_Goal of the exercise_
Write out, unchanged, the lines from the one holding "Point out every instance of the gutter" to the close of the listing. Both the first and last lines belong in it.

[Records from a dataset]
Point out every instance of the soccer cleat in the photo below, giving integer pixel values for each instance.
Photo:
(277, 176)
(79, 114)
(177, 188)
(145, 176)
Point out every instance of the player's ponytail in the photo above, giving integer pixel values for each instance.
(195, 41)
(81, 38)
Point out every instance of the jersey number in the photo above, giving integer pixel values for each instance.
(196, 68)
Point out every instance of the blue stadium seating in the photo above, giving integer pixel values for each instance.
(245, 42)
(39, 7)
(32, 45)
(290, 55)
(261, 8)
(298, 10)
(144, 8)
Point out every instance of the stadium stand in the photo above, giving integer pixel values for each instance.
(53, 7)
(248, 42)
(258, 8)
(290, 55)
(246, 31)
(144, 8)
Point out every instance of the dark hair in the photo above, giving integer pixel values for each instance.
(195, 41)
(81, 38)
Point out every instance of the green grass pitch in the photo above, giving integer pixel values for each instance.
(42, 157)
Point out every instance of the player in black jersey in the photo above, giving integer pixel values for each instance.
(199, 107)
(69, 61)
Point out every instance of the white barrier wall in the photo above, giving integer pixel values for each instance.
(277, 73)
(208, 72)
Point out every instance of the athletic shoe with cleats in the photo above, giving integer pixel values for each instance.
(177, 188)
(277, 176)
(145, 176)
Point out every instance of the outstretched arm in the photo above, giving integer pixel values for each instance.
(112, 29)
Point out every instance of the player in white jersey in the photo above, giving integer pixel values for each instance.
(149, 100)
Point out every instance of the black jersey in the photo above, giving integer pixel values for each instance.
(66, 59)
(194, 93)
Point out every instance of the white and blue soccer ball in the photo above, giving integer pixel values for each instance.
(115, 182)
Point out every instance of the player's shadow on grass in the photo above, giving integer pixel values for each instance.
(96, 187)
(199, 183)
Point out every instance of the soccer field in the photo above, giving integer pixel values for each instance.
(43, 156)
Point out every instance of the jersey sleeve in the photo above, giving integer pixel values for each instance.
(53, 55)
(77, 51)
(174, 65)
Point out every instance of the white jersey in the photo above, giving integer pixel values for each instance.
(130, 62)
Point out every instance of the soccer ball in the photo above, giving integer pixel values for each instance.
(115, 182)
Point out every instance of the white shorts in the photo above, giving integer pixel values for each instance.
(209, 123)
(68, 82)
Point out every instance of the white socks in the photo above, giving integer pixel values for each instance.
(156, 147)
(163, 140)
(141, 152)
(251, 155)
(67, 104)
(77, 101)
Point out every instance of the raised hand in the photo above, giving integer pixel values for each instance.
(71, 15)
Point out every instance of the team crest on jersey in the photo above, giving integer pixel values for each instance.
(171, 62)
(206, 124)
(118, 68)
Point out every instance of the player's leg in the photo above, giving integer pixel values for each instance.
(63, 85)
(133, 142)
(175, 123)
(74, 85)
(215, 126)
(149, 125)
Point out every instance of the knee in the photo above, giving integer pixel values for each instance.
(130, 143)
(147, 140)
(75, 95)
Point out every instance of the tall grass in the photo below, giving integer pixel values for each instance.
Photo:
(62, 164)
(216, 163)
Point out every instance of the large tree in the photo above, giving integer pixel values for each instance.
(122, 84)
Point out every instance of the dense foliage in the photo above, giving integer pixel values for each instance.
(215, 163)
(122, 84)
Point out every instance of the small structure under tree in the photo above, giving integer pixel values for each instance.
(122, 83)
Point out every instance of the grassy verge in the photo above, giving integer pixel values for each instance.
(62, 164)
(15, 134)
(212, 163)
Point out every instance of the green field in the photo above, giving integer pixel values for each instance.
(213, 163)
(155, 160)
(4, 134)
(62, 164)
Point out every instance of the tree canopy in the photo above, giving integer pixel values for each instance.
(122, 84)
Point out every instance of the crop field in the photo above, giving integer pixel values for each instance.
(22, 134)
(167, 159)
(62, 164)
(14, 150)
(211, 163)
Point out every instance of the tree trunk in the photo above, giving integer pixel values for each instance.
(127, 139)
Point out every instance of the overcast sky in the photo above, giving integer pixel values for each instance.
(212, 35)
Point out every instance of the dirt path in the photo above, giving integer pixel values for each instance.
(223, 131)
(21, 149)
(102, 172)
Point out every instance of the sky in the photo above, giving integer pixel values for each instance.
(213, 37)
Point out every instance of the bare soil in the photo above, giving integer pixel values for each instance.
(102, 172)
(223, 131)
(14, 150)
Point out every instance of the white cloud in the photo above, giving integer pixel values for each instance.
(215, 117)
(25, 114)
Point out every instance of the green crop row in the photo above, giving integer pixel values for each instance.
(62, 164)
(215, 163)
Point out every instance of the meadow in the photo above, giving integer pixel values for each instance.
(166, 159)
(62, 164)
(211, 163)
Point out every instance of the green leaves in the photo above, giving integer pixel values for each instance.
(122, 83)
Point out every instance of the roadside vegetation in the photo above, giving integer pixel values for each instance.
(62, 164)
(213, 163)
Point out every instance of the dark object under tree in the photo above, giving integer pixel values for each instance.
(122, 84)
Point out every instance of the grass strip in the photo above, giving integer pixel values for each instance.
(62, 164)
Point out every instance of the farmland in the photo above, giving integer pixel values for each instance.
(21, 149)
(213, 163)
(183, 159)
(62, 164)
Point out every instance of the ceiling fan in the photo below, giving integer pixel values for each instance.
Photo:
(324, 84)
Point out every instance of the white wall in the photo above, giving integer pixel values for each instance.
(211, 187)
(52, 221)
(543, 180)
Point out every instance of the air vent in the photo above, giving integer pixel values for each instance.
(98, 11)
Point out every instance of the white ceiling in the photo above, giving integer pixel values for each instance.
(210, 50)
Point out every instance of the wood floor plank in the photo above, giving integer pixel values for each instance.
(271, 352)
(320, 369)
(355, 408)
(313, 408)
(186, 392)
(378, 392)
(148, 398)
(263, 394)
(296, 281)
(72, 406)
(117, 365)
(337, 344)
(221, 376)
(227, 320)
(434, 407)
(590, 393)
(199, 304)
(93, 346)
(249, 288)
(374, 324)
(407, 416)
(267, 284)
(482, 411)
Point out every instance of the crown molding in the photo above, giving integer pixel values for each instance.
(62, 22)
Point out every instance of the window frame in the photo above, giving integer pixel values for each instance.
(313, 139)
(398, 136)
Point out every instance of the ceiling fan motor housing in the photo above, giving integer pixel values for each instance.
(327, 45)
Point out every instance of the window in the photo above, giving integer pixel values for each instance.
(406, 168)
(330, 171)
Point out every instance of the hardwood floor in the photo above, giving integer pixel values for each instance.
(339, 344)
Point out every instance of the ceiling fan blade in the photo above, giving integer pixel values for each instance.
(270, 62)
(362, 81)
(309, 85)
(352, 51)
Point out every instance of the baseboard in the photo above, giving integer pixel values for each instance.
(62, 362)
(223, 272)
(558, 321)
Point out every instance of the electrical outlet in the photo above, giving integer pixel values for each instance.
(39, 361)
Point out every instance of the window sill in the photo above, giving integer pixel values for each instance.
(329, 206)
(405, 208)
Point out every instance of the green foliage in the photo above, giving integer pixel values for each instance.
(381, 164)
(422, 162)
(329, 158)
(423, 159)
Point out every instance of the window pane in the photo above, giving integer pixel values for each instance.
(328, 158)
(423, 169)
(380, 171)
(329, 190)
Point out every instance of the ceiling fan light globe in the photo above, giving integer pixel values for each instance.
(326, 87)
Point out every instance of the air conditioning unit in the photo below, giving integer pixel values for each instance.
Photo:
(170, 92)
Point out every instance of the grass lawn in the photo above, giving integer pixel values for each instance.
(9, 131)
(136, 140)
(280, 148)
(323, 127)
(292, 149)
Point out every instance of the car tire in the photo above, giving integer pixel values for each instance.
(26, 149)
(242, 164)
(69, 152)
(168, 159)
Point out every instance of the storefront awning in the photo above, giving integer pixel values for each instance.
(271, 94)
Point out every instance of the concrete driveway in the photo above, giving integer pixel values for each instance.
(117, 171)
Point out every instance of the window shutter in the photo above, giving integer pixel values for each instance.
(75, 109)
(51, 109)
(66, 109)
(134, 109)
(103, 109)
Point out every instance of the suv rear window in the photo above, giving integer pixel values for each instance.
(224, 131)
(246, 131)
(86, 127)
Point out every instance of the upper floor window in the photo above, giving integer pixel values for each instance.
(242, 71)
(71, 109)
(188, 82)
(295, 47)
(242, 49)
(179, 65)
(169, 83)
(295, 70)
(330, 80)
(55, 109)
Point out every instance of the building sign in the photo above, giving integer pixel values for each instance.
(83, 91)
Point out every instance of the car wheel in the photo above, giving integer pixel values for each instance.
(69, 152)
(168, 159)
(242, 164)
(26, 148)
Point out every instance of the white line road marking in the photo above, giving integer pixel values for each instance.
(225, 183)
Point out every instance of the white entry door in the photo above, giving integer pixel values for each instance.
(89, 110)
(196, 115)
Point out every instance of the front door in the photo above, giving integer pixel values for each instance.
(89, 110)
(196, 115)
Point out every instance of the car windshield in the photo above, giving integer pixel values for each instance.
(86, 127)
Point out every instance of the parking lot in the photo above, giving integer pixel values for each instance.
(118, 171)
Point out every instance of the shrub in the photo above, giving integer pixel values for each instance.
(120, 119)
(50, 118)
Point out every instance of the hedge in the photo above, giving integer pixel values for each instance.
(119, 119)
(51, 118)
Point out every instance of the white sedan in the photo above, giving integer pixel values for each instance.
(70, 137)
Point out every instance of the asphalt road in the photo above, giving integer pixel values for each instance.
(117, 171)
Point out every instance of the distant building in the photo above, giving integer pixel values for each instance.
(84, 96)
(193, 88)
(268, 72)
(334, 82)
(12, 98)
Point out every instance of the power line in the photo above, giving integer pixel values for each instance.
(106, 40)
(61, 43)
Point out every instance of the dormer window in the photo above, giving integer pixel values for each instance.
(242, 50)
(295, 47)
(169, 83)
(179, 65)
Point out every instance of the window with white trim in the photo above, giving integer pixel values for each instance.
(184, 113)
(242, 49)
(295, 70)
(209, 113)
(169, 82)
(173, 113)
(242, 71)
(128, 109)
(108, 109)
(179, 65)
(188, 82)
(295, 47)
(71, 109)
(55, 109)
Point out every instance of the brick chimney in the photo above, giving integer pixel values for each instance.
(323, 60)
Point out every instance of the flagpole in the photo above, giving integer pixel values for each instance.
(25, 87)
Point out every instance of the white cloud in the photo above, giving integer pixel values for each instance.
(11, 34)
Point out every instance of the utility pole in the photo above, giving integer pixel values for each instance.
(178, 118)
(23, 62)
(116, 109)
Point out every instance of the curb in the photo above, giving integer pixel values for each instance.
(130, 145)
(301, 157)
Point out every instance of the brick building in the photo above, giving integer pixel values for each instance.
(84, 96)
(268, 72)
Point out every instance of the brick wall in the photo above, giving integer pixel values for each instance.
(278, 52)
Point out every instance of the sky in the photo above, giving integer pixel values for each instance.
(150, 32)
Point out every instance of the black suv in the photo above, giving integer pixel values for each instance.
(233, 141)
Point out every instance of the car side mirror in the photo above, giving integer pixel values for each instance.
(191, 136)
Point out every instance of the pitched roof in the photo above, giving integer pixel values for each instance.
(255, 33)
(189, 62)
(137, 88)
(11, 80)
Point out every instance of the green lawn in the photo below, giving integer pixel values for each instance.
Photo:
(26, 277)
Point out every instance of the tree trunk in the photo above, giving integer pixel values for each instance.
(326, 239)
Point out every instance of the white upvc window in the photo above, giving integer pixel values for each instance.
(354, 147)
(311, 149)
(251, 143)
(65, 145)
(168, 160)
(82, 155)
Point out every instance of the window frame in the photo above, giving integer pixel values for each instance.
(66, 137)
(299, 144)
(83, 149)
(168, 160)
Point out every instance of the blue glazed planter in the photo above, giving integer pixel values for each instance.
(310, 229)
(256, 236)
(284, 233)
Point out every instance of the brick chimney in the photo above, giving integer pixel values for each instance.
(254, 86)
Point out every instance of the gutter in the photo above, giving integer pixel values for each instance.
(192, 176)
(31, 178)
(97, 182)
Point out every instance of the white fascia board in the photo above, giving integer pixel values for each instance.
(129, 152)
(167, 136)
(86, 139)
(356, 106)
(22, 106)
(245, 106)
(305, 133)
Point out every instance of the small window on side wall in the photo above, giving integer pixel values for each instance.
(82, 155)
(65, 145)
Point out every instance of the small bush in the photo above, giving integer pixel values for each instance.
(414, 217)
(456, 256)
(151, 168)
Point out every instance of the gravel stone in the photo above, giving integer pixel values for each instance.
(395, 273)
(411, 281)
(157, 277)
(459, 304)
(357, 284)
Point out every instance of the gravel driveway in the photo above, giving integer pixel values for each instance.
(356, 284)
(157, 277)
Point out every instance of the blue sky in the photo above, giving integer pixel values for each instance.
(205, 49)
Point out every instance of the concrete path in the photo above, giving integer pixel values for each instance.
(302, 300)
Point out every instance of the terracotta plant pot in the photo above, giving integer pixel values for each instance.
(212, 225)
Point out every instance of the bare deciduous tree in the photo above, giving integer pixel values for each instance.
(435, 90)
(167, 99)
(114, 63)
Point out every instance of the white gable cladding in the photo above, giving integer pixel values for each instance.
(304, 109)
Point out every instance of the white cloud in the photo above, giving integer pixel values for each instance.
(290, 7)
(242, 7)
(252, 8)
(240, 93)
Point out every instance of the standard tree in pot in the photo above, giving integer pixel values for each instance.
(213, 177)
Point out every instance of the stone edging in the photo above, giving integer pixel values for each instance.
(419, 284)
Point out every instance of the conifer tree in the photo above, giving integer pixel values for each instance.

_Reply to the exercise_
Point out every instance of the gutter in the photo above, giving integer pixel values for each instance.
(192, 176)
(31, 178)
(97, 182)
Point out every instance of the white fascia board in the photo above, giving integer pixel values for each instance.
(129, 152)
(167, 136)
(86, 139)
(356, 106)
(22, 106)
(245, 106)
(305, 133)
Point out every instance of the small window on side wall in the photo above, giving integer pixel values for each instance.
(82, 155)
(65, 145)
Point out every instance of the small bush in the photo above, giving integer pixel values for each instance.
(414, 217)
(456, 256)
(151, 168)
Point out every instance of the gravel stone in the photo above, giving integer pixel values for each instance.
(395, 273)
(411, 281)
(157, 277)
(459, 304)
(357, 284)
Point out every instance of the gravel driveway in the photo above, giving integer pixel values for each instance.
(356, 284)
(157, 277)
Point out every instance of the blue sky in the photo above, giving integer pixel values for each instance.
(205, 49)
Point out every instance of the concrete path in the photo above, giving integer pixel values for each instance.
(302, 300)
Point out every instance of the terracotta plant pot in the photo above, giving integer pixel values for each instance.
(212, 225)
Point out every instance of the bare deciduous tree in the photo above, giving integer pixel values for each instance.
(435, 90)
(167, 99)
(114, 63)
Point out every instance of the white gable cladding in the photo above, giving integer pixel values for each instance.
(304, 109)
Point out every instance of the white cloud in the photo above, giving integer pixel values for each instance.
(290, 7)
(242, 7)
(252, 8)
(240, 93)
Point out every instance of the standard tree in pot in the photo above, giving integer pixel values for each instance.
(213, 177)
Point out every instance of the stone edging in the photo above, giving integer pixel values for each instance.
(419, 284)
Point out every instance of the conifer tree in the photo above, giving integer pixel values for each instance.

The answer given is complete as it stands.